SOURCE EXTRACT ->
══════
SUMMARY OF THE INVENTION
[0007] According to one aspect a method for producing a brush head,
for example a toothbrush head, is described in which at least two
different cleaning elements selected from the group consisting of
different types of cleaning elements, distinctive cleaning elements
of the same type and a combination thereof are embedded at one of
their ends at least partially in a bristle carrier, wherein said
ends are fused by heat before embedding, wherein different amounts
of heat are supplied to each of the at least two different cleaning
elements.
[0008] According to another aspect a brush head, for example a
toothbrush head, is described, having at least two different
cleaning elements selected from the group consisting of different
types of cleaning elements, distinctive cleaning elements of the
same type and a combination thereof being embedded into the brush
head, wherein the at least two cleaning elements are fused before
embedding using the method described herein.
[0009] According to another aspect a device for producing a brush
head, for example a toothbrush head is described in which at least
two different cleaning elements selected from the group consisting
of different types of cleaning elements, distinctive cleaning
elements of the same type and a combination thereof are embedded at
one of their ends at least partially in a bristle carrier,
comprising a hot-gas device for applying hot gas to one end of the
at least two different cleaning elements, wherein the hot-gas
device comprises a multiplicity of nozzles for applying varying
flows of hot gas.
[0010] According to another aspect a device for producing a brush
head, for example a toothbrush head is described in which at least
two different cleaning elements selected from the group consisting
of different types of cleaning elements, distinctive cleaning
elements of the same type and a combination thereof are embedded at
one of their ends at least partially in a bristle carrier,
comprising an infrared radiation device for applying infrared
radiation to one end of the at least two different cleaning
elements, wherein the infrared radiation device comprises a
plurality of reflectors for applying varying degrees of infrared
radiation.
══════
WHAT THIS EXERCISE ASKS ->
• a. In one to three sentences, explain why the hot-gas device in the brush head summary has many nozzles and why the infrared radiation device has several reflectors.
• b. Copy the stretch of the brush head summary from "[0009] According to" through "of hot gas.".
The records have no connection to the brush head summary.
══════
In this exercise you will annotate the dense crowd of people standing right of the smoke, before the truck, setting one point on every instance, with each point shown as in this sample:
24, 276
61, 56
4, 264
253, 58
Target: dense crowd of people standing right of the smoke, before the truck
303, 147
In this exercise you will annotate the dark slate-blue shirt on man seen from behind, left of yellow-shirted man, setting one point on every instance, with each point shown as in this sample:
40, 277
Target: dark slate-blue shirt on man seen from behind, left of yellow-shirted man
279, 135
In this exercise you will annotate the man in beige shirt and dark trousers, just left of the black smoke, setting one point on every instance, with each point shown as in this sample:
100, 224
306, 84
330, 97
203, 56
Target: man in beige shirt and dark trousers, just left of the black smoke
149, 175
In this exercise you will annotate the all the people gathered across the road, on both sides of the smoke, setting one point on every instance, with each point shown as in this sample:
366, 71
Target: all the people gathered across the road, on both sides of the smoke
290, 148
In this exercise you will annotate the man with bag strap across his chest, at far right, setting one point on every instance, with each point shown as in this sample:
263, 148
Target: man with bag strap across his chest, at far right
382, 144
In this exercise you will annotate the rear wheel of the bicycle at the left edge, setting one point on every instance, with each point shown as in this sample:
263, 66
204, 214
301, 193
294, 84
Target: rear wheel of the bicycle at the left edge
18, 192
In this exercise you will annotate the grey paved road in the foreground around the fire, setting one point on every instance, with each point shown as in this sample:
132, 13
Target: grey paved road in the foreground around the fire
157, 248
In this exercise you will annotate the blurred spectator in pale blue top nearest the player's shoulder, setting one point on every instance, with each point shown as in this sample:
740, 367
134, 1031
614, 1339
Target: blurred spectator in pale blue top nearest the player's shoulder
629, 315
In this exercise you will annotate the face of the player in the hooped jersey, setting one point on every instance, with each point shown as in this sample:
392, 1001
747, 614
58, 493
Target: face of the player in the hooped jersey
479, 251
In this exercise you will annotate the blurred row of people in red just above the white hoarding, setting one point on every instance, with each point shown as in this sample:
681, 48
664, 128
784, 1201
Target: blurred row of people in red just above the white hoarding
══════
RESPONSES IN ORDER ->
• a. The hot-gas device has a multiplicity of nozzles so that it can apply varying flows of hot gas to one end of the at least two different cleaning elements. The infrared radiation device has a plurality of reflectors so that it can apply varying degrees of infrared radiation to those ends.

• b.
[0009] According to another aspect a device for producing a brush
head, for example a toothbrush head is described in which at least
two different cleaning elements selected from the group consisting
of different types of cleaning elements, distinctive cleaning
elements of the same type and a combination thereof are embedded at
one of their ends at least partially in a bristle carrier,
comprising a hot-gas device for applying hot gas to one end of the
at least two different cleaning elements, wherein the hot-gas
device comprises a multiplicity of nozzles for applying varying
flows of hot gas.